### ПОКАЗАННЫЙ ОТРЫВОК
|---|

У Вани, робкого юнца,
Тут явно не хватало сил,
И он Моора провалил.

Конечно же это домашняя поэзия, для своих, без претензий на печать и поэтические регалии. Заметим, поэма о Москвине несколько отдает «гавриилиадой» Ильфа и Петрова:

Служил Гаврила хлебопеком,
Гаврила булки выпекал…

На именинах Станиславского, которому ученики-соратники вручили подарочную трость, Качалов читал свой комментарий к происходящему:

Свети же нам! Веди нас к свету,
Веди, зови, буди, гони! Не по секрету,
А вслух скажу, что палка нам нужна.
Под палку просится актерская спина.

Отменная самоирония, однако.

Меж Мельпоменой и Эвтерпой

Разница между этими двумя типами творчества — волчьим одиночеством поэта и публичным существованием актера — обнаруживается в трезвых признаниях Валентина Гафта: «Свои сочинения ни в коем случае не могу назвать стихами. Это короткие этюды, упражнения на фантазию, на внимание. И начиналось это все как игра. Я просил давать мне слова, ощущая потребность сочинять на заданную тему. Безусловно, за этим стояло какое-то настроение, состояние души, если хотите, и, конечно, определенный взгляд на вещи. Это близко к актерской профессии, дает возможность погрузиться в самого себя, отыскать и почувствовать ощущения, связанные с тем или иным предметом». Гафт говорит о близости, а на самом деле — о разнице.

|---|

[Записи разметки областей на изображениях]
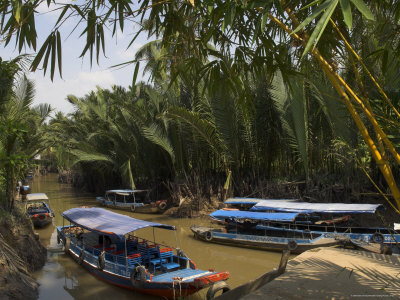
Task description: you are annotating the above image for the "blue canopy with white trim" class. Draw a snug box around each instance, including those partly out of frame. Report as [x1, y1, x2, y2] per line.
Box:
[224, 197, 299, 204]
[62, 207, 175, 237]
[210, 210, 299, 222]
[250, 200, 385, 214]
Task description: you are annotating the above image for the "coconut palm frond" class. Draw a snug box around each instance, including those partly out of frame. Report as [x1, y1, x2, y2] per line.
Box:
[165, 107, 223, 155]
[141, 124, 175, 162]
[71, 149, 114, 164]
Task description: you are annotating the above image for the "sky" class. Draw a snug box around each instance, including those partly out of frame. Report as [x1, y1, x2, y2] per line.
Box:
[0, 1, 148, 113]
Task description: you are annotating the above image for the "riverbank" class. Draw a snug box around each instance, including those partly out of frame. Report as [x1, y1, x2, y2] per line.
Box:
[218, 248, 400, 300]
[0, 209, 47, 300]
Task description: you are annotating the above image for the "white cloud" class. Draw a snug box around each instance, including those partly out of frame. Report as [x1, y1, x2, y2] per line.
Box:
[117, 43, 143, 61]
[31, 70, 117, 113]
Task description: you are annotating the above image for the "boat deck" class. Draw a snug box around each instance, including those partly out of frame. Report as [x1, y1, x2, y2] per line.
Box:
[152, 269, 215, 282]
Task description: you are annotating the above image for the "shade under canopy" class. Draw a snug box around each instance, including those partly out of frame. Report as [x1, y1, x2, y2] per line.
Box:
[224, 197, 299, 204]
[26, 193, 49, 201]
[106, 190, 147, 195]
[250, 200, 385, 214]
[62, 207, 175, 237]
[210, 210, 299, 222]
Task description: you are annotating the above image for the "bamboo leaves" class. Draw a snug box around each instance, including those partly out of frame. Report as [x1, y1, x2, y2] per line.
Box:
[292, 0, 374, 58]
[31, 30, 62, 80]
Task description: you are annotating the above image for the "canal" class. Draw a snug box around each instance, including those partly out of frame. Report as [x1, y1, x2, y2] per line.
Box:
[31, 174, 281, 300]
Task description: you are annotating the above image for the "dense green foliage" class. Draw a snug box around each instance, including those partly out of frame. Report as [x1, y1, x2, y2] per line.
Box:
[0, 57, 50, 211]
[0, 0, 400, 206]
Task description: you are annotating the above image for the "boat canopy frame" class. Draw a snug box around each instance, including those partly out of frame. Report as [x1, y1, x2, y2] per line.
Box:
[61, 207, 176, 239]
[250, 200, 385, 214]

|---|

### ЗАДАНИЯ
A. Воспроизведите дословно фрагмент отрывка об актерских стихах от «Меж Мельпоменой и Эвтерпой» до «а на самом деле — о разнице.».
B. Продублируйте без изменений строки листинга от самого его начала до строки с «[71, 149, 114, 164]» включительно. Изображения в ответ не переносите.

### ПОЛНЫЕ ОТВЕТЫ
A.
Меж Мельпоменой и Эвтерпой

Разница между этими двумя типами творчества — волчьим одиночеством поэта и публичным существованием актера — обнаруживается в трезвых признаниях Валентина Гафта: «Свои сочинения ни в коем случае не могу назвать стихами. Это короткие этюды, упражнения на фантазию, на внимание. И начиналось это все как игра. Я просил давать мне слова, ощущая потребность сочинять на заданную тему. Безусловно, за этим стояло какое-то настроение, состояние души, если хотите, и, конечно, определенный взгляд на вещи. Это близко к актерской профессии, дает возможность погрузиться в самого себя, отыскать и почувствовать ощущения, связанные с тем или иным предметом». Гафт говорит о близости, а на самом деле — о разнице.

B.
Task description: you are annotating the above image for the "blue canopy with white trim" class. Draw a snug box around each instance, including those partly out of frame. Report as [x1, y1, x2, y2] per line.
Box:
[224, 197, 299, 204]
[62, 207, 175, 237]
[210, 210, 299, 222]
[250, 200, 385, 214]
Task description: you are annotating the above image for the "coconut palm frond" class. Draw a snug box around each instance, including those partly out of frame. Report as [x1, y1, x2, y2] per line.
Box:
[165, 107, 223, 155]
[141, 124, 175, 162]
[71, 149, 114, 164]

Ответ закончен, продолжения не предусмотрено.